= Exercise instructions =
List each line below that contains the word "apple". Case counts.

= Supplied records =
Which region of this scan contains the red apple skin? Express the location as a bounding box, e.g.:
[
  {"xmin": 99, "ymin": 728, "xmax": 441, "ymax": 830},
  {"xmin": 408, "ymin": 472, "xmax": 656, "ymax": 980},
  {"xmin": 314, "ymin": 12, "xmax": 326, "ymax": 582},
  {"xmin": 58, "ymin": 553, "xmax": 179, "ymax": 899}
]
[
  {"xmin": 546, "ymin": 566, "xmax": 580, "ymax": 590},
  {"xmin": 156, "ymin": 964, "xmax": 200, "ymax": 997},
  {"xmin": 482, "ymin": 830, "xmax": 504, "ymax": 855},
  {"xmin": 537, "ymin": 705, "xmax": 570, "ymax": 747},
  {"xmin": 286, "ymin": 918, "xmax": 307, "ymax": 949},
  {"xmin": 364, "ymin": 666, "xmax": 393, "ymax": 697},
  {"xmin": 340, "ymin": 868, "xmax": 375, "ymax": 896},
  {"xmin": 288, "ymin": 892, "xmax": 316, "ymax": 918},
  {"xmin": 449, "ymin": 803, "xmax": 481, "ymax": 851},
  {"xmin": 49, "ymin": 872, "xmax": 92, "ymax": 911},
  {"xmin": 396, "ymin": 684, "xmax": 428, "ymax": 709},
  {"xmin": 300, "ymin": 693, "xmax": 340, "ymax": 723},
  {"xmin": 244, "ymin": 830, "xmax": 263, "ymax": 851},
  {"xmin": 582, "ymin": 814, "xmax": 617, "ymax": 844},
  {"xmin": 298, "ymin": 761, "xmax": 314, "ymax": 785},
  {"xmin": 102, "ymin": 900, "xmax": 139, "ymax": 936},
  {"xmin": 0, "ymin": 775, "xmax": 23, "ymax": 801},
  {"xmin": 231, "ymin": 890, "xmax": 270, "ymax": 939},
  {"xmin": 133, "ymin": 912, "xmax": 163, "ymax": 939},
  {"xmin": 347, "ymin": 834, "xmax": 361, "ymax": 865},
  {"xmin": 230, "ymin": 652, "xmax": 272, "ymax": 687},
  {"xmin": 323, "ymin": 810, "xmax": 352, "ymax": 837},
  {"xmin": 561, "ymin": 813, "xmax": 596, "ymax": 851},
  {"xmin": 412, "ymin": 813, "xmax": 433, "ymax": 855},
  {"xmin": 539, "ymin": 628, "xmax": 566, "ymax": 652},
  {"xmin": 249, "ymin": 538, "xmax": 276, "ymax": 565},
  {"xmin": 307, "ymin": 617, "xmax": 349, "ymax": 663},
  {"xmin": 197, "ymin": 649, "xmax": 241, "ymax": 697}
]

= Response to the exercise =
Which region of this scan contains the red apple skin? Express the location as a bounding box, e.g.:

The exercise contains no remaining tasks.